Statistics from market research indicate continued growth of people buying pet health insurance, but while it’s a growing trend, still not many pets are insured. Steinhoff, who has two long-haired Chihuahuas, says only about 1 percent to 3 percent of all pets have health insurance.
Pet health insurance is more popular in Europe and has been for many years, he says, noting that about 25 percent of people in the U.K. have the insurance.
Pet health insurance typically covers companion animals like dogs and cats, although VPI’s insurance covers animals like hedgehogs, honeygliders and birds.
Veterinarian Summerfield says she’s seen a small increase locally in the number of people getting health insurance for their pets but not nearly the numbers she’d like to see. Vets at the West Fargo Animal Hospital try to bring up the idea with their clients, she says.
“I think pet insurance is a very good idea,” Summerfield says. “Some people are definitely willing to spend a lot more on their animals than others. We have to deal with finances all the time – it’s not like in the human world where a majority of people have it.”
Without insurance, she says, some people forego diagnostic tests for their pet and instead choose to treat the pet based on the information they do know and hope for the best.
She sees most people purchasing insurance to protect against accidents and unforeseeable surgeries more so than routine wellness visits.
When considering pet health insurance, Summerfield says the most important thing is to know what you’re getting.

┄┄┄┄┄┄┄┄┄┄┄┄┄┄┄┄┄┄┄┄

• Task brief: Rewrite the part of the passage on pet health insurance that begins with the words "Statistics from market" and ends with "honeygliders and birds.", substituting "household pets" for "companion animals".

• Source material:
┄┄┄┄┄┄┄┄┄┄┄┄┄┄┄┄┄┄┄┄

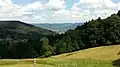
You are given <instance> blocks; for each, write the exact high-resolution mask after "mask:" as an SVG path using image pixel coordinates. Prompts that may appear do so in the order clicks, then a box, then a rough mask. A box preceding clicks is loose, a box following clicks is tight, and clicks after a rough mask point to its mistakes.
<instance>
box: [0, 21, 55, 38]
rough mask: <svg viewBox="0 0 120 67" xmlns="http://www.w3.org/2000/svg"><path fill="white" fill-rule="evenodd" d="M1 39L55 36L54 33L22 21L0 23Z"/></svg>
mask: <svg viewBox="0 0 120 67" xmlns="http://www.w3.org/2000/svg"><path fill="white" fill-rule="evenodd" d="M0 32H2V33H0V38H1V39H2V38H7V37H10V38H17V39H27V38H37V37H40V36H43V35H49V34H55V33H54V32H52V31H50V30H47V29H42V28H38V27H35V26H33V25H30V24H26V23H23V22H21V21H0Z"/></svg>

┄┄┄┄┄┄┄┄┄┄┄┄┄┄┄┄┄┄┄┄

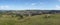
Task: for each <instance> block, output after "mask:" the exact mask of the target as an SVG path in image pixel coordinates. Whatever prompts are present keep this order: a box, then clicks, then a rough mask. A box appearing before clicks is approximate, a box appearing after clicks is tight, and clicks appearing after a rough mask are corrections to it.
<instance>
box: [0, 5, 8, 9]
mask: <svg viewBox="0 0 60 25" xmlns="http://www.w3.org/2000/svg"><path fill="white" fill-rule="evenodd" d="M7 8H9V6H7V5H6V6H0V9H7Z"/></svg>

┄┄┄┄┄┄┄┄┄┄┄┄┄┄┄┄┄┄┄┄

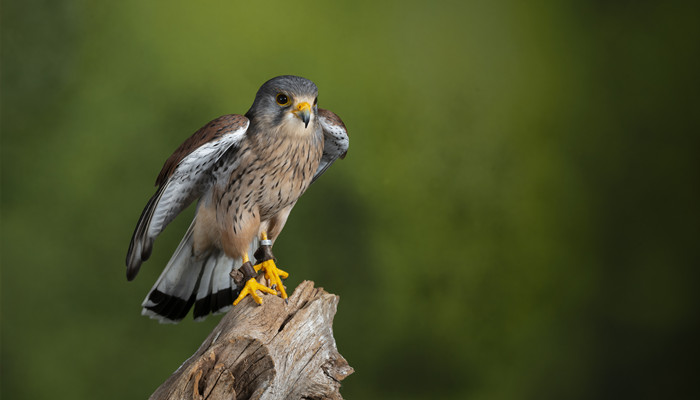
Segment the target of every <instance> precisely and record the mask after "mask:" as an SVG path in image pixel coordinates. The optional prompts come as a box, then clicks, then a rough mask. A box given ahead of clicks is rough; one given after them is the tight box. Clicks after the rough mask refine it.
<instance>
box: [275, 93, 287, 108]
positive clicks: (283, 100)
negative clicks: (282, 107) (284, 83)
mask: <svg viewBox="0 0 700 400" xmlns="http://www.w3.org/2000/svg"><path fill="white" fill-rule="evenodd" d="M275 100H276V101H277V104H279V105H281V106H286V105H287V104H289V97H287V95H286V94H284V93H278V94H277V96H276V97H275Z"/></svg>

┄┄┄┄┄┄┄┄┄┄┄┄┄┄┄┄┄┄┄┄

• Finished exercise:
Statistics from market research indicate continued growth of people buying pet health insurance, but while it’s a growing trend, still not many pets are insured. Steinhoff, who has two long-haired Chihuahuas, says only about 1 percent to 3 percent of all pets have health insurance.
Pet health insurance is more popular in Europe and has been for many years, he says, noting that about 25 percent of people in the U.K. have the insurance.
Pet health insurance typically covers household pets like dogs and cats, although VPI’s insurance covers animals like hedgehogs, honeygliders and birds.